(Object location annotation material)
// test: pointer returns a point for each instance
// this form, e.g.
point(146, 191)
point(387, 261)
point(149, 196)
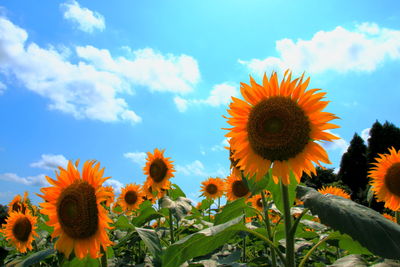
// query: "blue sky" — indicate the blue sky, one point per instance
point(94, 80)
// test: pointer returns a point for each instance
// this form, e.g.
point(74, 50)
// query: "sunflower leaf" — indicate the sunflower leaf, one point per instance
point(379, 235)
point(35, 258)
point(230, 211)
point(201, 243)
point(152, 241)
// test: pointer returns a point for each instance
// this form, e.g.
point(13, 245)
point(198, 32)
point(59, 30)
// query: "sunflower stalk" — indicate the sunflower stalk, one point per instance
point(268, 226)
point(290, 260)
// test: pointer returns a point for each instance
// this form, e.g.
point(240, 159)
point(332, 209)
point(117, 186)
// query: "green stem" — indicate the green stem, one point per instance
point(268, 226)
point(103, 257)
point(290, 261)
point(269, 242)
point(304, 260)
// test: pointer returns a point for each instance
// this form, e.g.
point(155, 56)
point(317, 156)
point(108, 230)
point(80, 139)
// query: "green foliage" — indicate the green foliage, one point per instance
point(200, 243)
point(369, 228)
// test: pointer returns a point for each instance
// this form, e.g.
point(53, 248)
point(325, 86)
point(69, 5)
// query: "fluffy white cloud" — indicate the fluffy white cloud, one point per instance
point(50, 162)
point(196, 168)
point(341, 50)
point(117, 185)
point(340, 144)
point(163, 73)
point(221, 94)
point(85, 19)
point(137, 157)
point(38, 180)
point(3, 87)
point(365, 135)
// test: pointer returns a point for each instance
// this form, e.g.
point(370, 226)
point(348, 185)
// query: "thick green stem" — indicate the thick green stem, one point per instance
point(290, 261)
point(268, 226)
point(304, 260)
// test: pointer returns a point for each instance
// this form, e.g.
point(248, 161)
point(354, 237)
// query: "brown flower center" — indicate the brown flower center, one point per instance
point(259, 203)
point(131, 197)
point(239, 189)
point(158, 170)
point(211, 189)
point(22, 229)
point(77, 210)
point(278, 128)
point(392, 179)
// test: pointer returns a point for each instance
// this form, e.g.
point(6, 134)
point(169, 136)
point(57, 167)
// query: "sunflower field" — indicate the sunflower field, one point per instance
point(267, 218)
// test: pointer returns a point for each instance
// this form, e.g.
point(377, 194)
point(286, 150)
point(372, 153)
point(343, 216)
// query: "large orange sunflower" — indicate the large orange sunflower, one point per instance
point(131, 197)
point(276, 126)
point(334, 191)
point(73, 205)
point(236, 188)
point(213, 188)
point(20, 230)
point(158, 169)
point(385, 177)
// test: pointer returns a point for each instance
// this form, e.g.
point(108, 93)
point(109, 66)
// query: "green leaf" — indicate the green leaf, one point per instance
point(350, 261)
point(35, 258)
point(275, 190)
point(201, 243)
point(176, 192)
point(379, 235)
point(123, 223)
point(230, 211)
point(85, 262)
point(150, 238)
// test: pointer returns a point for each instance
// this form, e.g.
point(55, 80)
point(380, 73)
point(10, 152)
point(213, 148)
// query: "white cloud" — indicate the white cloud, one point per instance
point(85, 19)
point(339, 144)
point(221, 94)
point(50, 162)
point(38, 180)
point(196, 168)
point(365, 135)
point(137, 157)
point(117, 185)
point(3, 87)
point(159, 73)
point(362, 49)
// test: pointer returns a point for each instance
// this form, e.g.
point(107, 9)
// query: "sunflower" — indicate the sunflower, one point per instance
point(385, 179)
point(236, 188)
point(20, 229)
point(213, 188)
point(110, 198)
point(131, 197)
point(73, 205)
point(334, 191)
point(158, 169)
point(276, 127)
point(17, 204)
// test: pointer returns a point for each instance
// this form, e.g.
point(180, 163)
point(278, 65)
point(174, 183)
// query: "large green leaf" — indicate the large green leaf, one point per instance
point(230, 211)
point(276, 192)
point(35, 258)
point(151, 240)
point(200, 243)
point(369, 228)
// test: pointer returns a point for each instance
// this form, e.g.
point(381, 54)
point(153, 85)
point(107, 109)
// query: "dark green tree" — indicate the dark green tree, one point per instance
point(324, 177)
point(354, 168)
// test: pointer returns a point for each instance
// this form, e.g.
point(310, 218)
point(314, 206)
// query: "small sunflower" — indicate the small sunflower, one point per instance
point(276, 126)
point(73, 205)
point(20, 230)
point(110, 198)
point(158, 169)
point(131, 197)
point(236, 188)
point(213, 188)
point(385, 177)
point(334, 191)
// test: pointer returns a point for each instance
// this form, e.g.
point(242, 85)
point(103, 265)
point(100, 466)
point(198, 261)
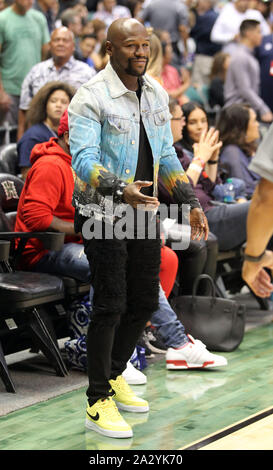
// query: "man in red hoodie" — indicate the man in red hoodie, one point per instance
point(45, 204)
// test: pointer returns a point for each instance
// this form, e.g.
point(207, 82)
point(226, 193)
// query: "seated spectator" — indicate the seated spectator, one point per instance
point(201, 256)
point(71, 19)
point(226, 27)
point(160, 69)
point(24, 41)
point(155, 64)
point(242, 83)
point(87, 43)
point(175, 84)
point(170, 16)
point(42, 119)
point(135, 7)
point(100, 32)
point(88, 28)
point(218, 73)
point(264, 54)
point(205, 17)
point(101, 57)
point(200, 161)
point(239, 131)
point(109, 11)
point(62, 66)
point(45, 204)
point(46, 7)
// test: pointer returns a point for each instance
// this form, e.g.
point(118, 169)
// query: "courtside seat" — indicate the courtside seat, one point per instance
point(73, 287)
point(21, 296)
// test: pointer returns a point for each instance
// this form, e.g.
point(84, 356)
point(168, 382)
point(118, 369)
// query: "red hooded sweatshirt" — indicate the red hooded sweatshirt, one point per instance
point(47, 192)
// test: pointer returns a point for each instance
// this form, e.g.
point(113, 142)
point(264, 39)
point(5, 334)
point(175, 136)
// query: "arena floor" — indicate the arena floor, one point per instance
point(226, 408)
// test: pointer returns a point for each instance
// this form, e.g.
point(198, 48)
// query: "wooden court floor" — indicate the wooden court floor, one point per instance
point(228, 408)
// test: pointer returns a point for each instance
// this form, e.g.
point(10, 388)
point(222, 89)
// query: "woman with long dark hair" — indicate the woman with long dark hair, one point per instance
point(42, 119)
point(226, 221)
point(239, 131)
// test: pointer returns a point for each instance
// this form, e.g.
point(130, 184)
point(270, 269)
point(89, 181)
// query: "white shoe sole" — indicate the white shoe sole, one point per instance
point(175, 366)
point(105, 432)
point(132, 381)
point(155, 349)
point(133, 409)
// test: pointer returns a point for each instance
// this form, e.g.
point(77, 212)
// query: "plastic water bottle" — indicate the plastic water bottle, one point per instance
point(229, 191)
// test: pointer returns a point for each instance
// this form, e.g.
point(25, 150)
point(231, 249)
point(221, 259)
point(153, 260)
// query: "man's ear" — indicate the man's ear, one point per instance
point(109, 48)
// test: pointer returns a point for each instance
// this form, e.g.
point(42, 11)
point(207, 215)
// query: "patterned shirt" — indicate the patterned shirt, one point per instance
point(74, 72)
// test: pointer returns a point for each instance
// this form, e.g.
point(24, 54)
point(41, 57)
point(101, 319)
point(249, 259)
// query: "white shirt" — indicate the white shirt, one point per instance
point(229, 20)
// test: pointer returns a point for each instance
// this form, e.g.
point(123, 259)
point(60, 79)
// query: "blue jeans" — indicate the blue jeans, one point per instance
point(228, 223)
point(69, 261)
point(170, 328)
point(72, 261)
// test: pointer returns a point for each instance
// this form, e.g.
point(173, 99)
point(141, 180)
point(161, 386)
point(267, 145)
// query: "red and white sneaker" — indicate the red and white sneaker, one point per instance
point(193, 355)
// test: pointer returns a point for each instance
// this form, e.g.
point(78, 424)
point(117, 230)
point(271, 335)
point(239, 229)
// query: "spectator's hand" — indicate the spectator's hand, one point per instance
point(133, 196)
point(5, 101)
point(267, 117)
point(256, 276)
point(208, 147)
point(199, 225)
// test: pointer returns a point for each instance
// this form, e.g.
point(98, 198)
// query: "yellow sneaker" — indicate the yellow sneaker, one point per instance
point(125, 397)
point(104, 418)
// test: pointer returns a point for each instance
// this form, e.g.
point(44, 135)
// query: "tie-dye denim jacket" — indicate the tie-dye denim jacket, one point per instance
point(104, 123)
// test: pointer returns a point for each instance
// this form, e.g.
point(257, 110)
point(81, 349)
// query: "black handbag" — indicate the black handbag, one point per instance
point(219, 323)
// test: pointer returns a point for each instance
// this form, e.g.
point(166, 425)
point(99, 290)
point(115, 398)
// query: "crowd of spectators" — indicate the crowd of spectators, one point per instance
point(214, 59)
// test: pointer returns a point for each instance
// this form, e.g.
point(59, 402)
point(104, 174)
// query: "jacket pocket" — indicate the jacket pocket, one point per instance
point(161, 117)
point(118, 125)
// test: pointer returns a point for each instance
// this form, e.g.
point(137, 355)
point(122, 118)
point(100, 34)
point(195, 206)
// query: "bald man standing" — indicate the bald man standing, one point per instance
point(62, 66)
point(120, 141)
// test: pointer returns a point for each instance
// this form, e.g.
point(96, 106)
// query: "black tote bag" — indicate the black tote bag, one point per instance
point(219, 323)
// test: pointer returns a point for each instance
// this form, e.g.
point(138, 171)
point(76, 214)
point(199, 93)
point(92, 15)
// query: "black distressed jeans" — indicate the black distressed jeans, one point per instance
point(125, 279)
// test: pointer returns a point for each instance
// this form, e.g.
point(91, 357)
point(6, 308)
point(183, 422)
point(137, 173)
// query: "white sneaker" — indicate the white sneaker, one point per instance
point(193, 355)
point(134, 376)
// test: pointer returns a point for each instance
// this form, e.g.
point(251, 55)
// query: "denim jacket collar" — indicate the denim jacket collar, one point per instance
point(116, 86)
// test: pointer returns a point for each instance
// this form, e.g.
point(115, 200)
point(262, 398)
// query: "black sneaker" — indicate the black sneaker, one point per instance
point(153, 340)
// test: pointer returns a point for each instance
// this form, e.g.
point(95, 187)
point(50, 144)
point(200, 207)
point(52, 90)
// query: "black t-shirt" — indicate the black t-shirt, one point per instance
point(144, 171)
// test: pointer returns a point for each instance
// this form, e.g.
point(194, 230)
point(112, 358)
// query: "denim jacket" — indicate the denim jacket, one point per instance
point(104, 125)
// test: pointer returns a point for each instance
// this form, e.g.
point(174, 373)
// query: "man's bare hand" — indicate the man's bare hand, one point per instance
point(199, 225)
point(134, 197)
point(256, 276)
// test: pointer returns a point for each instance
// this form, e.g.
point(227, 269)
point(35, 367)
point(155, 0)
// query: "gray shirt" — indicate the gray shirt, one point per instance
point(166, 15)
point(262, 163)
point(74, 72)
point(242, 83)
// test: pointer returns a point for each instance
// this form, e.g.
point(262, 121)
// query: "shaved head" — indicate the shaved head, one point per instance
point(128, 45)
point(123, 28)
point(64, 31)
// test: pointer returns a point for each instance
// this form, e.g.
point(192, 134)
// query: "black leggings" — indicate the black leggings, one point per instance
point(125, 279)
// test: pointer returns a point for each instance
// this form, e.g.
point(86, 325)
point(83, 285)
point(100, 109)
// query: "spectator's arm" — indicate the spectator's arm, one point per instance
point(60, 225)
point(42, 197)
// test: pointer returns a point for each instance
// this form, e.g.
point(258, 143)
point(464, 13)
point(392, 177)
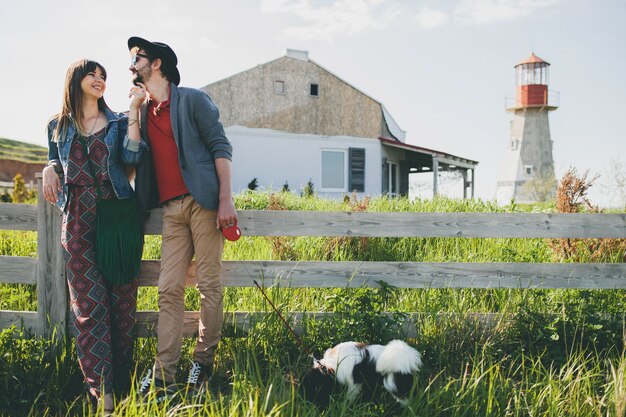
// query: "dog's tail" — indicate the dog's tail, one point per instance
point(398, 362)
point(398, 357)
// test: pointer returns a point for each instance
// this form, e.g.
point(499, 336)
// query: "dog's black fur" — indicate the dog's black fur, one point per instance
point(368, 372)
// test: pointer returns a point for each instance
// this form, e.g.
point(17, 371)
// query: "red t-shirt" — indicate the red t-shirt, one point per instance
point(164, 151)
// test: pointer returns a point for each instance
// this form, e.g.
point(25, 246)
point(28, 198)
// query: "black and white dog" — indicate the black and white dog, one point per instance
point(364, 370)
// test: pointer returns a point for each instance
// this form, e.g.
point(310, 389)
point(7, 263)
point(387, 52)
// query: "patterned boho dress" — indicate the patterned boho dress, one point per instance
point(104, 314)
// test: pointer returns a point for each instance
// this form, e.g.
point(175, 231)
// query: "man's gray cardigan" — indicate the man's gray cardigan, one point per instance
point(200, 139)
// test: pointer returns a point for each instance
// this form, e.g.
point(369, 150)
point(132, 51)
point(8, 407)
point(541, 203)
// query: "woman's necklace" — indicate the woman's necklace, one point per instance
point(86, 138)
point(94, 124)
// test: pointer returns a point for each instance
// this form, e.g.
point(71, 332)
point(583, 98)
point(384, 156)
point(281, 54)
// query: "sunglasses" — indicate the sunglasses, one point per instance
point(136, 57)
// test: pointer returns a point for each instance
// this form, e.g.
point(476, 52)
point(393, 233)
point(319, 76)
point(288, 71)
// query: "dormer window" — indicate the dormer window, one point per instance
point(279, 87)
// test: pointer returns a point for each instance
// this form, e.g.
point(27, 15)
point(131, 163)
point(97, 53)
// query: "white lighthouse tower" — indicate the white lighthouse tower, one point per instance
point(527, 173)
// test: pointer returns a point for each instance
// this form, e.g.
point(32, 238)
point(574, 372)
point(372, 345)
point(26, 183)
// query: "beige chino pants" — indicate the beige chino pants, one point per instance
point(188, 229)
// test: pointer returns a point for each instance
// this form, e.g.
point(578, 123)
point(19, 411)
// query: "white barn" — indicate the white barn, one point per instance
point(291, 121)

Goal of the exercise
Can you render the part of the material that runs from its start through the line containing "point(152, 241)" as a JSON list of strings, one string per line and no blank lines? Leave the pictures out.

In response
[
  "// test: pointer returns a point for each instance",
  "// this form, e.g.",
  "point(146, 191)",
  "point(387, 261)",
  "point(149, 196)",
  "// query: \"blue sky\" — indicate the blue sky, one point per instance",
  "point(94, 80)",
  "// test: pointer returns a point for each instance",
  "// this form, e.g.",
  "point(74, 50)",
  "// query: \"sunflower leaf\" — indicate the sunflower leaf, one point per instance",
  "point(379, 235)",
  "point(35, 258)",
  "point(230, 211)",
  "point(201, 243)",
  "point(152, 241)"
]